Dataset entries
# # #
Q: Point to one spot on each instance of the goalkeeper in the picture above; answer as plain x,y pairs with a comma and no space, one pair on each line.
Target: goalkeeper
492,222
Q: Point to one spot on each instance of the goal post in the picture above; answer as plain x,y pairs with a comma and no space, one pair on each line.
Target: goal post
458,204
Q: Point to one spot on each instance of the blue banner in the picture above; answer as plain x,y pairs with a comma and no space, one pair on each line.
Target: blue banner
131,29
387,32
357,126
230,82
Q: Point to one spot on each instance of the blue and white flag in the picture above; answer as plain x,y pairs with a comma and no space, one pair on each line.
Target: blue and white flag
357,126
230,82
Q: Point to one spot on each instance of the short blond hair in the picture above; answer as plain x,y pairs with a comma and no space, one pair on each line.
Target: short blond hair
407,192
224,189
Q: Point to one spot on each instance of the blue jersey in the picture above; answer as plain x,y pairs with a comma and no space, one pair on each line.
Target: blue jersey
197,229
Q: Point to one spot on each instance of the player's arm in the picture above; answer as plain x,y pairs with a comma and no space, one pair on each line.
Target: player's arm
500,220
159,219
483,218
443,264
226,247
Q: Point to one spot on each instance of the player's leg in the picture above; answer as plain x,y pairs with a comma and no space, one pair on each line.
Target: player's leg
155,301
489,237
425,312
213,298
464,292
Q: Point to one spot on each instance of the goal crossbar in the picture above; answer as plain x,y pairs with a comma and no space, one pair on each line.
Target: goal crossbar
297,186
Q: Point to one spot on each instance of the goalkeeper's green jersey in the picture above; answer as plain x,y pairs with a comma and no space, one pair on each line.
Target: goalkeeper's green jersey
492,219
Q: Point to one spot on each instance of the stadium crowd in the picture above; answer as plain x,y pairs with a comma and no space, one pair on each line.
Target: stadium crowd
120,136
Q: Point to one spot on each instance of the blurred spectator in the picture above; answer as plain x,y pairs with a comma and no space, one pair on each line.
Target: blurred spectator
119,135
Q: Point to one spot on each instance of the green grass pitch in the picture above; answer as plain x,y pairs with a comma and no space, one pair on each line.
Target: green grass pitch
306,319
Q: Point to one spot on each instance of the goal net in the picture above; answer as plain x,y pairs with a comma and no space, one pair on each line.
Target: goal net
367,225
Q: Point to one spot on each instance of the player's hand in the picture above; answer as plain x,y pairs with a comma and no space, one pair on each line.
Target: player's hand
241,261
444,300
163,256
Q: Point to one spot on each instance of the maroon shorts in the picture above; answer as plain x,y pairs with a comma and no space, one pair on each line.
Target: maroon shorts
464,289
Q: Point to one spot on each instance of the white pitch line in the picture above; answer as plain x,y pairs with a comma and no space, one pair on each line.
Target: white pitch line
# # #
■ YOUR ASSIGNMENT ■
Only those lines of the entries above that run from the line containing "Target: blue jersey" to the line containing "Q: Point to one spot on each instance of the green", both included, should be transcribed exactly.

■ COMPLETED EXERCISE ■
Target: blue jersey
197,229
Q: Point to one spot on each instance of the player's arm in the picture above; answer as plain x,y pairs with a comma and no space, one pair on each line.
Target: player's arm
500,220
159,219
483,218
443,264
226,247
Q: Point to one spot on each instance of the player's leg in the picture above; answer as plain x,y pairs with a comma and no space, one pair on each line.
Target: player's leg
155,301
489,237
425,312
213,298
464,292
Q: Point to one spot on each instance of the goal crossbar in the picture above; answer as plain x,y pairs with a comma and no space, one pair on each line.
Target: goal crossbar
297,186
Q: Point to one spot on each instance of the goalkeeper's green jersey in the picture above; answer as plain x,y pairs with a comma and no space, one pair on each line.
Target: goalkeeper's green jersey
492,219
Q: Point to one spot on each instance of the stadium crowd in the picture above; answer as plain x,y pairs with a comma and no space, one pair on each line.
Target: stadium crowd
120,136
Q: Point to one spot on each instance of the blurred spectator in the picture above; answer as plain x,y pairs with a comma and no space, one pair on each line.
Target: blurred spectator
119,135
Q: Point to one spot on each instance of the green grass pitch in the picture above; answer as plain x,y pairs with a comma and no space, one pair on each line.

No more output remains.